YOUR OBJECTIVE - From the records below, find each line with the string "detect" and copy it.

DATA PROVIDED -
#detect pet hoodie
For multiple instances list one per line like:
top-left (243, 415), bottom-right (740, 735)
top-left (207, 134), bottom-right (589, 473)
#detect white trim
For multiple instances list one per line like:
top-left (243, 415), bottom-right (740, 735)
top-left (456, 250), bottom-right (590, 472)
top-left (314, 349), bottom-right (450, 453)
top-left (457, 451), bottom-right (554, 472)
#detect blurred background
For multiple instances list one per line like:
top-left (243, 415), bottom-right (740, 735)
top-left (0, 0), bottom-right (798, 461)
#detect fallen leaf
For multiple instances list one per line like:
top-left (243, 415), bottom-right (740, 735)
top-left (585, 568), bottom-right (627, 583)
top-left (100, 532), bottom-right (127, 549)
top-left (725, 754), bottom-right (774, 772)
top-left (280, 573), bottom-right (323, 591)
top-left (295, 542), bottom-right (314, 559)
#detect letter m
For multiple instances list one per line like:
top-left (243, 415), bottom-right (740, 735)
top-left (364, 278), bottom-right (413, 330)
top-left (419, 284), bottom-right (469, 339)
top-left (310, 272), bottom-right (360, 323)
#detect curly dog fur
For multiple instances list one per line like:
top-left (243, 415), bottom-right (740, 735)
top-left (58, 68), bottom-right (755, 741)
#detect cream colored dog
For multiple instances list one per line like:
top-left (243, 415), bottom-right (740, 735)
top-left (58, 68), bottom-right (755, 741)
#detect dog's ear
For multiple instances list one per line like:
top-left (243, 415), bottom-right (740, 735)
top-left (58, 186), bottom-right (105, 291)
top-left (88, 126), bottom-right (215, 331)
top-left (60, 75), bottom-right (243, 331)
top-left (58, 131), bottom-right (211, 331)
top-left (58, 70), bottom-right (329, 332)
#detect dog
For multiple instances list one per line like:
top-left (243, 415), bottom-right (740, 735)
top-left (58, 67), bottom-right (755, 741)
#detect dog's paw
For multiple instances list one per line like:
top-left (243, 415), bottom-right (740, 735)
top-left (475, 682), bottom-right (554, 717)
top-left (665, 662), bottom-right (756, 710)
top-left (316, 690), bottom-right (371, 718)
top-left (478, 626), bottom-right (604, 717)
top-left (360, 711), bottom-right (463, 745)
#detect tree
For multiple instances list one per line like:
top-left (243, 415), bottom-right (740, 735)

TASK RESPONSE -
#detect pet hoodie
#detect white trim
#detect blurred background
#detect fallen leaf
#detect letter m
#detect curly dog fur
#detect cream colored dog
#detect dog's ear
#detect dog
#detect dog's paw
#detect tree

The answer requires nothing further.